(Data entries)
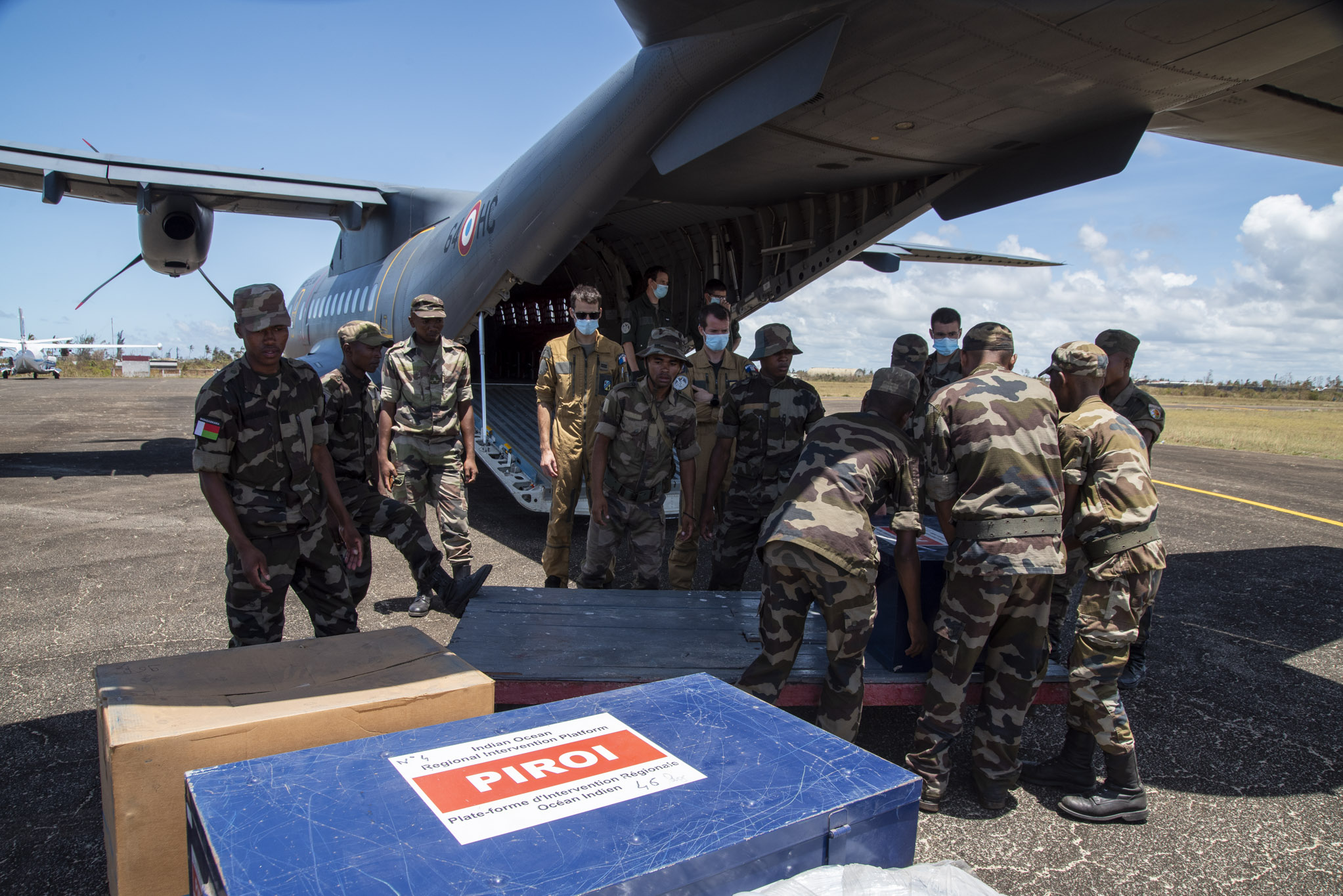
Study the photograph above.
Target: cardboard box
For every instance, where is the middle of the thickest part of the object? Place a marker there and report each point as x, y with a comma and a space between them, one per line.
681, 786
159, 719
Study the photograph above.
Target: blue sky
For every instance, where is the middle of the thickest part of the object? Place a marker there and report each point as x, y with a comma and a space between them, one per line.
449, 95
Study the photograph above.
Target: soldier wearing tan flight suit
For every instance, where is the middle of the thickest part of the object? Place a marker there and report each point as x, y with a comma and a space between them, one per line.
577, 372
712, 371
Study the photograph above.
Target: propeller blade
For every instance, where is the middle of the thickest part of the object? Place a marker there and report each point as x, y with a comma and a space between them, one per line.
133, 263
215, 288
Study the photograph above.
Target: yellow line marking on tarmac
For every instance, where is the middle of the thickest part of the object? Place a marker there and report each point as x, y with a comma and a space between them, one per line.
1268, 507
1232, 634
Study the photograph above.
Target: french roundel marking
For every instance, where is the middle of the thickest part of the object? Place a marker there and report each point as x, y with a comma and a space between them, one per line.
466, 236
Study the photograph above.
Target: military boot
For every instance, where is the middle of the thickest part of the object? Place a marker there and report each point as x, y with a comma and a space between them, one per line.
1135, 668
993, 794
465, 585
1120, 798
1070, 770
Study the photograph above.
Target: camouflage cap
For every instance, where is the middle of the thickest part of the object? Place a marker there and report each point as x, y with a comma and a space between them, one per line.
896, 381
428, 305
910, 352
1116, 341
667, 340
988, 337
366, 332
261, 305
1079, 359
772, 339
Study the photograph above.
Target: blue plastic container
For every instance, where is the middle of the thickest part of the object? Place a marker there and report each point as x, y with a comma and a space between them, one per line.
680, 786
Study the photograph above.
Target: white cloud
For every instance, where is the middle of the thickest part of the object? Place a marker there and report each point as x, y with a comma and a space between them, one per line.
1279, 312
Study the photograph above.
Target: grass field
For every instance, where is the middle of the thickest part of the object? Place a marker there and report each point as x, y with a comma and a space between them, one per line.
1295, 427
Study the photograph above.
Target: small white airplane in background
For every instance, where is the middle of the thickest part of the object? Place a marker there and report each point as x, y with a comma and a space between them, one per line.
30, 355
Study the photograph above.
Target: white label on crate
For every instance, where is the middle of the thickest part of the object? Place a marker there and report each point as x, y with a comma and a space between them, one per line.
523, 778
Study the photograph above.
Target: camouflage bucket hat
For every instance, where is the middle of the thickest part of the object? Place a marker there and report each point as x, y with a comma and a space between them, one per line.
988, 337
428, 305
910, 352
261, 305
894, 381
1116, 341
366, 332
669, 341
1079, 359
772, 339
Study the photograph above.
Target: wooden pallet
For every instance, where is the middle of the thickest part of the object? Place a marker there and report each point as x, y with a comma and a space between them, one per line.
548, 644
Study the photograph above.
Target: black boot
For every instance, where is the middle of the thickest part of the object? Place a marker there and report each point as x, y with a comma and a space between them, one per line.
425, 598
1070, 770
1120, 798
465, 586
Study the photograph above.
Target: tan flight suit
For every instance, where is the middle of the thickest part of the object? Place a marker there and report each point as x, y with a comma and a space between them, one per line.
685, 554
573, 385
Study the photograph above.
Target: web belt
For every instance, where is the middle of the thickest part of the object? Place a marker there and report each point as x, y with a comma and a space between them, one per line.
1016, 527
1112, 544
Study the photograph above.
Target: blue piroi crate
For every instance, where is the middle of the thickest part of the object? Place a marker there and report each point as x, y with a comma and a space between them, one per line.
680, 786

**EXERCISE AIM:** Look through the entries and find each line that has the string "camouflage". Copy those lines.

**COMPLETED EXERCISE:**
Target: camouflage cap
Target: camouflage bucket hat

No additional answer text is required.